Перепишите без изменений фрагмент приведенного ниже отрывка о Распутине и адмирале Эбергарде между словами «Как раз в это» и «с тобой, прощевай.», включая их.

• Исходный текст:
++++++++++++++++++++

Как раз в это время Крылову знакомый, близкий к бывшему министру финансов и премьеру Коковцеву, передал рассказ Коковцева:

«Ко мне навязывался Гришка (Распутин. — А. Е.) и все хотел о чем-то переговорить, я отнекивался. Докладываю царю, он и говорит:

— Владимир Николаевич, с вами хотел бы переговорить Григорий Ефимович, назначьте ему время.

Высочайшее повеление! Назначил день и час приема и нарочно пригласил сенатора Мамонтова. Приехал Гришка, поздоровался, сел в кресло, начал бессодержательный разговор… Затем говорит:

— Я хотел с тобою… по душам поговорить, а ты сенатора пригласил, ну, бог с тобой, прощевай.

На следующем докладе спрашивает меня царь:

— Что, у вас Григорий Ефимович был?

— Был.

— Какое произвел на вас впечатление?

— Варнак (каторжник. — А. Е.).

— У вас свои знакомые, и у меня свои. Продолжайте доклад.

Этот доклад был последним…»

Через неделю Коковцев получил отставку.

Эбергард переоценил свои силы.

Распутин, казалось, вначале проглотил обиду. Но вскоре Эбергарду вручили новое послание:

«Посылаем тебе наше благословение — образок. Ты же, в знак подчинения нашей воле, должен жениться на нашей племяннице, ныне проживающей в Севастополе (прилагался адрес — А. Е.)…

Григорий Распутин».

Эбергард вызвал адъютанта и, вручая ему записку Распутина, срывающимся от ярости голосом приказал:

— Адрес здесь имеется. Чтоб этой «племянницы» через двадцать четыре часа в Севастополе не было. Это — приказ…

Через несколько дней Эбергарду было предложено сдать командование флотом вице-адмиралу Колчаку, охарактеризованного историком достаточно красноречиво: «Ярый монархист, близкий к реакционным кругам Ставки и Морского министерства».

История с «племянницей» явно приобретала иную окраску. Судьба «племянницы» Распутина больше не волновала. Значит, он кому-то расчищал путь. Но кому?

Как выяснилось впоследствии, женщина, на которую указывал в своих записках Распутин, была связана с прогерманскими петербургскими кругами, а значит, и с германской разведкой.

О ЧЕМ НЕ ГОВОРИЛОСЬ В ЗАКЛЮЧЕНИИ СЛЕДСТВЕННОЙ КОМИССИИ

Когда читаешь заключение комиссии, обращает на себя внимание своего рода «локальность» выводов по третьей версии. Каждому, кто сейчас возьмет дело о гибели «Марии» в руки, станет ясно, что элементарная логика требовала расширения заключения и распространения выводов на более широкие и важные явления и события, чем гибель корабля сама по себе.

++++++++++++++++++++

• Записи данных:
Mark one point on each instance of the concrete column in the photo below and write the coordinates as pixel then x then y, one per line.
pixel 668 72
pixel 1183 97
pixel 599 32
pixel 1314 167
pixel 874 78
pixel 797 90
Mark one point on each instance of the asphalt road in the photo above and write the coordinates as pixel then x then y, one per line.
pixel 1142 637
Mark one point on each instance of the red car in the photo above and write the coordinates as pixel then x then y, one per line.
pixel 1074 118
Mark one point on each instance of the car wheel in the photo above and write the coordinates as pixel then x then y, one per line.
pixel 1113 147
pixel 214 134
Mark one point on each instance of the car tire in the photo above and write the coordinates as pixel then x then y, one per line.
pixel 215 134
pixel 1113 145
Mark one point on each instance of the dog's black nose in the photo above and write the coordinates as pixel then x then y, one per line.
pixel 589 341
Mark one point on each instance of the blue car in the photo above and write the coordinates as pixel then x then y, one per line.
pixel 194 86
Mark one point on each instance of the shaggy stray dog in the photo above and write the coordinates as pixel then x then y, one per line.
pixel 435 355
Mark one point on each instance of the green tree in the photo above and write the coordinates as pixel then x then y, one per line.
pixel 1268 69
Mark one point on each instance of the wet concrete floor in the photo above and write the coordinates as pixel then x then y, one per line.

++++++++++++++++++++

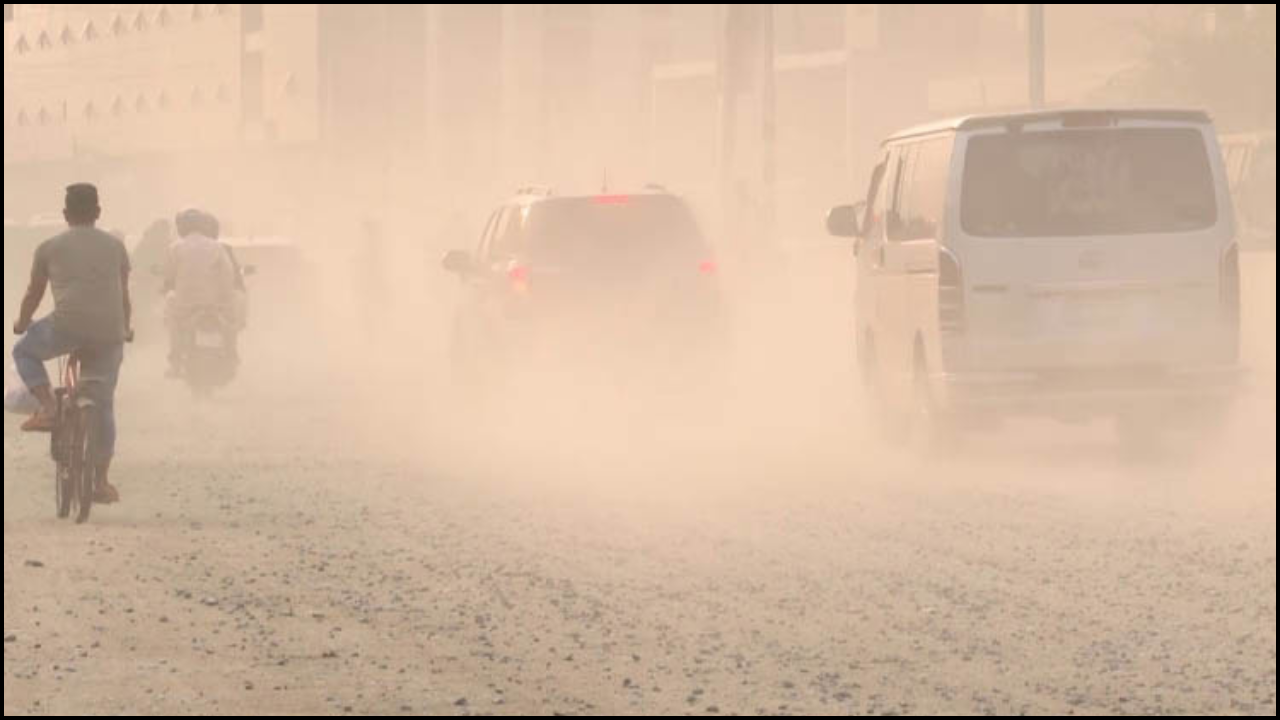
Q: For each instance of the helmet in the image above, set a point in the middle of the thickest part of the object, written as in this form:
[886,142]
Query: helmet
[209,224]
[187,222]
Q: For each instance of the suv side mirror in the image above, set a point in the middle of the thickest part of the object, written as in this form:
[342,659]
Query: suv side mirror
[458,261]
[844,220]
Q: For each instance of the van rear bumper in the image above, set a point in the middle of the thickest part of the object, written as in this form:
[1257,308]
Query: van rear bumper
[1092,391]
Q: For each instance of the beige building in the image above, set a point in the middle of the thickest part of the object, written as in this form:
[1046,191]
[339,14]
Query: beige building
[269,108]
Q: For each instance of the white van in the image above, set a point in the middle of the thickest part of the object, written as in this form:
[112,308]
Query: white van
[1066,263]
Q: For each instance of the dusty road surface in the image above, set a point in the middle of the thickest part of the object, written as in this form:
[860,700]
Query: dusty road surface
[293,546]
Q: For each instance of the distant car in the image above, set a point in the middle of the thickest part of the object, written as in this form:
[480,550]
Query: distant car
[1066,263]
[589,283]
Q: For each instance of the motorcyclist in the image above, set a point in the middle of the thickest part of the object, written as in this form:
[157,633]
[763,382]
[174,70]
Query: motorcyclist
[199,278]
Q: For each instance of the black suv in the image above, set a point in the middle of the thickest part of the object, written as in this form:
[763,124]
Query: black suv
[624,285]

++++++++++++++++++++

• Письменный ответ:
Как раз в это время Крылову знакомый, близкий к бывшему министру финансов и премьеру Коковцеву, передал рассказ Коковцева:

«Ко мне навязывался Гришка (Распутин. — А. Е.) и все хотел о чем-то переговорить, я отнекивался. Докладываю царю, он и говорит:

— Владимир Николаевич, с вами хотел бы переговорить Григорий Ефимович, назначьте ему время.

Высочайшее повеление! Назначил день и час приема и нарочно пригласил сенатора Мамонтова. Приехал Гришка, поздоровался, сел в кресло, начал бессодержательный разговор… Затем говорит:

— Я хотел с тобою… по душам поговорить, а ты сенатора пригласил, ну, бог с тобой, прощевай.